(Beginning of Record set)

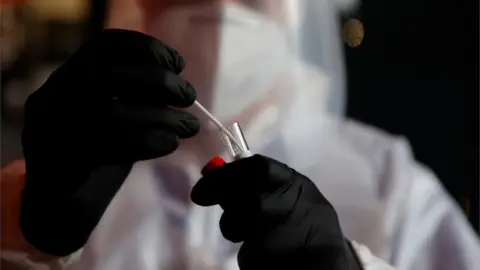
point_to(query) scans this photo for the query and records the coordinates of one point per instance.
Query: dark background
(417, 74)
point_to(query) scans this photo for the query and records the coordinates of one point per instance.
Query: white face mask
(233, 55)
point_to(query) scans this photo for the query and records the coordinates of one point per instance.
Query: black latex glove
(279, 214)
(103, 110)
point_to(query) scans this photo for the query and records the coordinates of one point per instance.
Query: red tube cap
(214, 163)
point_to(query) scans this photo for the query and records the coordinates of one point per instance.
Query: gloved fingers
(134, 47)
(182, 124)
(148, 86)
(241, 179)
(237, 225)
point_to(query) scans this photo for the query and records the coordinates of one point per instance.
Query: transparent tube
(234, 150)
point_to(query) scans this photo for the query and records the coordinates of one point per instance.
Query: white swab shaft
(218, 124)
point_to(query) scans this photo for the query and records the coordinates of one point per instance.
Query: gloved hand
(279, 214)
(109, 106)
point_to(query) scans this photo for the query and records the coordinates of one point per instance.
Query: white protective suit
(281, 77)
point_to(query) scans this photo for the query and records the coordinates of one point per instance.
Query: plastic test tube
(240, 150)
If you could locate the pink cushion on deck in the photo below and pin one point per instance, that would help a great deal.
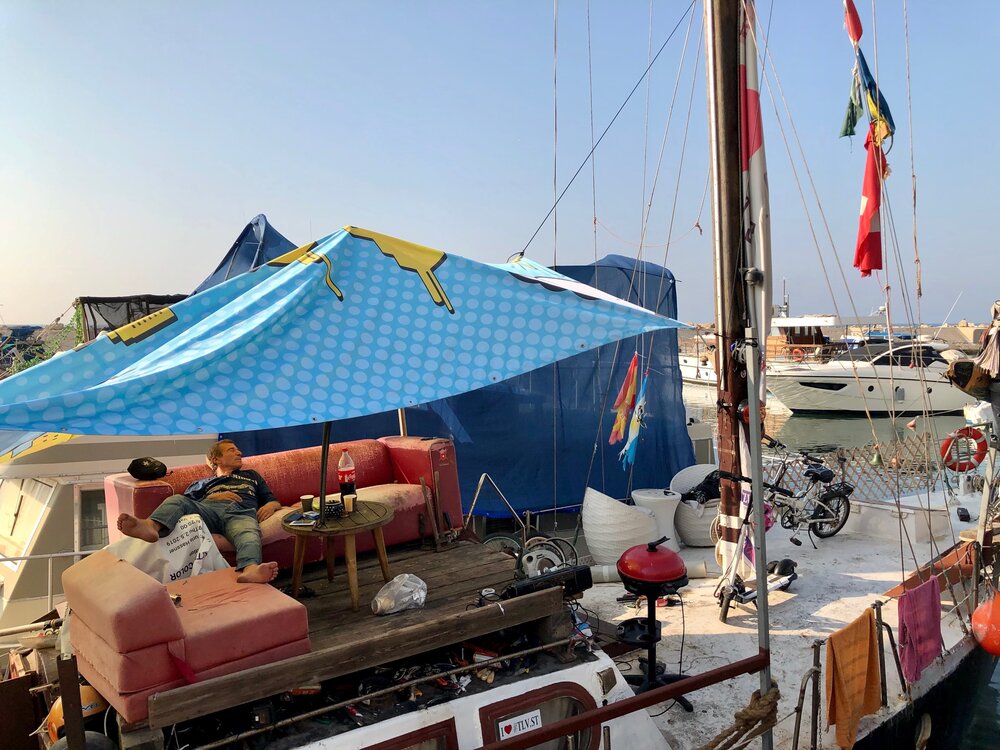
(128, 672)
(225, 621)
(107, 592)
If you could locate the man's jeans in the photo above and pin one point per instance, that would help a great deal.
(234, 521)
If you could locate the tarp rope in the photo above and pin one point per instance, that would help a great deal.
(751, 722)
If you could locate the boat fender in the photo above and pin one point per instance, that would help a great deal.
(951, 460)
(986, 625)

(End of Record set)

→ **Work required**:
Emit an exact copy of the lines from the line bearing "Query: white protective suit" through the last line above, inclusive, and leave the images out.

→ **Problem solution**:
Query: white protective suit
(281, 77)
point_to(query) scans this photo for the query and records the coordinates of one point per instance.
Query: plastic test tube
(240, 150)
If you could locate the pink cushion on deck in the photo below and pin one point per instance, that would help a great deal.
(128, 672)
(225, 621)
(107, 592)
If you could locate the man's jeans in the photo above and pin one point per instance, that would help a great deal.
(234, 521)
If you could locate the tarp rope in the photo above and pin one point per instance, that would help a great deal.
(751, 722)
If you could locate the boat fender in the photo above and pin one point per instance, that would help a great deal.
(951, 460)
(986, 625)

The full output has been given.